• _TO BE DONE_:
a - According to the theater review, why are the roles in this production tough for the actors?
b - List every character from the play that the theater review names.
c - Continue the theater review of the Masquers' production from its final sentence.

• _READING TEXT_:
********************

Estragon and Vladimir are the yin and yang of Everyman -- two sides to the same unfortunate coin whose value is incalculable because there's no one else to value it. Pozzo and Lucky are the extremes of everyone else -- one master and one slave who, without each other, would be without purpose. The chance (is it chance?) meeting of these pairs is at once a singular happening and a repetitive ritual. They interact in forceful ways, but they can't change each other because nothing can change.

The choice of this play may befuddle, but Masquers' execution surprises nonetheless. The five-member cast is alive with energy, navigating the script with care and sincerity. They believe in their purpose, and their presentation proves it. These are tough roles requiring actors to speak disconnected phrases and react to indefinable actions. The team is entirely up to the task.

Meghan Spyker is an eager Estragon, her bright eyes charming, her innocence alarming. Moira Ryan's Vladimir is amazingly versatile, casual then concerned, lost and then momentarily found. The interplay between them at times bends to a stream of subconsciousness that demands two actors in tune. Spyker and Ryan are that.

********************

[Records from a data source]
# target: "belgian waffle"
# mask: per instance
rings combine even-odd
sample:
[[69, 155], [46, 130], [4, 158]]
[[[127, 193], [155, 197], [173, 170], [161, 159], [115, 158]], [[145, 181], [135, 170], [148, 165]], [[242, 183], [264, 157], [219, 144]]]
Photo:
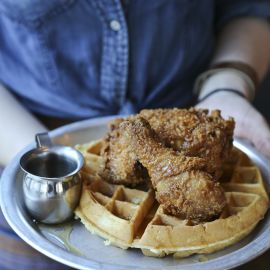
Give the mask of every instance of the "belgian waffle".
[[75, 213], [94, 234], [123, 249], [139, 248], [146, 256], [185, 257], [211, 253], [249, 234], [268, 209], [260, 170], [240, 150], [224, 165], [221, 177], [227, 207], [211, 222], [193, 224], [167, 215], [152, 189], [109, 184], [99, 176], [102, 140], [78, 145], [85, 157], [83, 189]]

********************

• _IN RESPONSE_:
a - The roles require the actors to speak disconnected phrases and react to indefinable actions.

b - Estragon, Vladimir, Pozzo, Lucky

c -
Melissa Teitel's Pozzo is gruff and demanding, barking more than the man she treats as an animal. Her determined stare says it all. Peter Root plays Lucky as perfectly expressionless, a deadpan facade for a near-death dog.

Katrina Welt does well as an innocent messenger afraid of her own message.

Director John E. Lane Jr. takes the literal trail as if in homage to Beckett. His minimal design, supported by Laura Roberts' smart costumes, frames a bareness and emptiness that's right in line. Lane's control is exemplary, and his actors benefit greatly.

"Godot" remains too long, but much of this production's good things are worth waiting for after all.


A. Levine is a free-lance drama critic.